- _What you will do_
a. In the small hive beetle thread, how high above the ground does chevydmax04 say the hives are elevated?
b. Retype the part of the small hive beetle thread starting with "# Small hive" and going on through "pair of tweezers.".

- _Text block_

>>>>>

# Small hive beetle



## squarepeg (Jul 9, 2010)

in the south, it's common to see a beetle or two in the hive almost every time. best defense is a strong hive, with hygenic bees, no more space than the bees can take care of, and placed where the hive gets sun most of the day. i keep beetle traps in all my hives, currently using the disposable ones. i also kill any beetle i can, with the hive tool or a pair of tweezers.


----------



## Jpoindexter (Oct 22, 2010)

There are a million hive traps out there - but the best thing you can do to keep them from ruining a hive is to keep your hives in full sun. The bees can handle the heat, the beetles cant. Weak hives cannot survive in the shade here in South East Texas. Strong hives may survive the beetles in the shade, but they'll be fighting them every evening when the beetles start coming in. 

-Jay


----------



## New Ky Beekeeper (Jun 27, 2011)

Why does leaving the hive in the sun help control small hive beetle?


----------



## chevydmax04 (May 11, 2009)

my hives had full sun all summer, however now we are coming into winter and I do not want these things wreacking havoc all winter long in there. I will be putting Mite Away + strips in tomorrow afternoon, and I ordered a bunch of beetle traps from Dadant. I also will be opening that hive up for a full inspection to check for larve. 

After doing some reading I am finding that the hive beetle leaves the hive to lay eggs in the ground outside the hive, is this true? and if so how are they getting back in since my hives are elevated 12 inches above the ground.


----------



## chevydmax04 (May 11, 2009)

NYBEEKEEPER--- I purchased a bee suit for granddaughter the other day from Dadant, had her down there today for her first hive visit, we pulled honey supers today. She is just 2 years old and she loved it! once she got her first taste of honey I could not keep her fingers out of the frames! LOL


----------



## Gypsi (Mar 27, 2011)

In my seriously limited experience, I have deduced that shb FLY into the hive, lay eggs in the hive, the larva tear up the wax, then they drop to the ground to pupate into adult beetles. Someone with more experience please correct me if I am wrong.

<<<<<

- _Stored records_
>>>>>

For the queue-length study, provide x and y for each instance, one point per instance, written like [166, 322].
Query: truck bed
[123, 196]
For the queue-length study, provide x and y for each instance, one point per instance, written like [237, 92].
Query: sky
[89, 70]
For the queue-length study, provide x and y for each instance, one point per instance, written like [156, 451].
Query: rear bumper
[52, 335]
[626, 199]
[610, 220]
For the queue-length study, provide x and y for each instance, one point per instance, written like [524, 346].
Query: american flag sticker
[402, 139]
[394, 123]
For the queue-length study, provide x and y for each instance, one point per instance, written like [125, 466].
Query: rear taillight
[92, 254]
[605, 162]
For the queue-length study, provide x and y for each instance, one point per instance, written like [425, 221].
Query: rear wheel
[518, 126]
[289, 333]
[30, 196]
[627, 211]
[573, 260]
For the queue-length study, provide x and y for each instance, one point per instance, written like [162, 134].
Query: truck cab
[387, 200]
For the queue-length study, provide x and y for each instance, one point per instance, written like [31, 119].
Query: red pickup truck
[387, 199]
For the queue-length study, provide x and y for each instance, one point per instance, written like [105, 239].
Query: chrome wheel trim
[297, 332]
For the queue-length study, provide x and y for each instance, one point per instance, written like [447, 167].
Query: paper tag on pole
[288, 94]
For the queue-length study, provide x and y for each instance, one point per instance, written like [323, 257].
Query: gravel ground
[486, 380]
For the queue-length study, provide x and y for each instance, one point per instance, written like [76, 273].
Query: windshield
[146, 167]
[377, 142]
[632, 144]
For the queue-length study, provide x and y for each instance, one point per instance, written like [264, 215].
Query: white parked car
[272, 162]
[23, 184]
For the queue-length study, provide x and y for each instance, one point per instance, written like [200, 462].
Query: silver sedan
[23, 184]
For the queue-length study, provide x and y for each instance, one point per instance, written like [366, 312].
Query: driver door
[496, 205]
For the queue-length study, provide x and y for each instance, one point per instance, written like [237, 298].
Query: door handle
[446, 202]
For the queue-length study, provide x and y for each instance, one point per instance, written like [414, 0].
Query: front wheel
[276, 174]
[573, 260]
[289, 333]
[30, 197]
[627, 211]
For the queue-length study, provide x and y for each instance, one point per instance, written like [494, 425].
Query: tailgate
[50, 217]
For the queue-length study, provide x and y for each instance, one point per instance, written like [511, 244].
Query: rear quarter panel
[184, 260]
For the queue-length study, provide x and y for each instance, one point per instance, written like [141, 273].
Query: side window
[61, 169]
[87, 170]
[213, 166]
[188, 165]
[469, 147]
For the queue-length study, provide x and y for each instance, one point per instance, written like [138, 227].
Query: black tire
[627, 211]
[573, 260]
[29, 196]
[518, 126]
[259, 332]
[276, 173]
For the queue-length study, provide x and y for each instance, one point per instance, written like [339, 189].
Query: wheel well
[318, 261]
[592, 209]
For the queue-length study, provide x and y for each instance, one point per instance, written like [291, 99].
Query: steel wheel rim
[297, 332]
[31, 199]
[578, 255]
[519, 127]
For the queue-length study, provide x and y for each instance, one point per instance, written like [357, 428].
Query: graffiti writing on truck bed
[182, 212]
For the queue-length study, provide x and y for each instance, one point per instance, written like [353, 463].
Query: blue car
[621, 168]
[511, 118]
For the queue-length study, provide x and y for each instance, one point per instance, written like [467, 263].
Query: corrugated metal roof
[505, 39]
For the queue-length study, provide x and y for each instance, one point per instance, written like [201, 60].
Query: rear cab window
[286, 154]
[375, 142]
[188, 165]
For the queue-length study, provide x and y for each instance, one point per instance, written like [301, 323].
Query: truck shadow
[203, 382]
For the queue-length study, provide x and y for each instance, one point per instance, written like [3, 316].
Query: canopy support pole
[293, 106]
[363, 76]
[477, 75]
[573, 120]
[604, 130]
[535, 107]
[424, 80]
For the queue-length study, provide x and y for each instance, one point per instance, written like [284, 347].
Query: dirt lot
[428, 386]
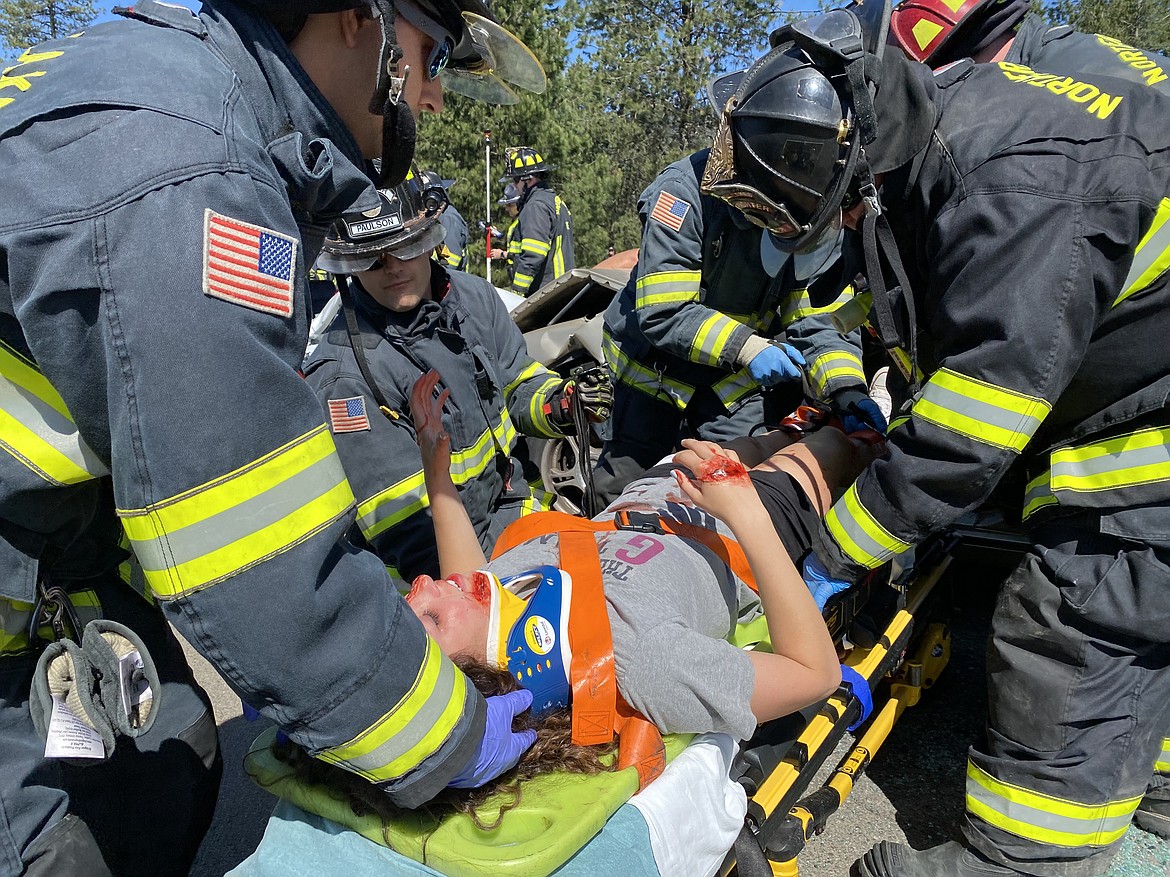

<<<<<

- _Correct answers_
a. 12 inches

b.
# Small hive beetle



## squarepeg (Jul 9, 2010)

in the south, it's common to see a beetle or two in the hive almost every time. best defense is a strong hive, with hygenic bees, no more space than the bees can take care of, and placed where the hive gets sun most of the day. i keep beetle traps in all my hives, currently using the disposable ones. i also kill any beetle i can, with the hive tool or a pair of tweezers.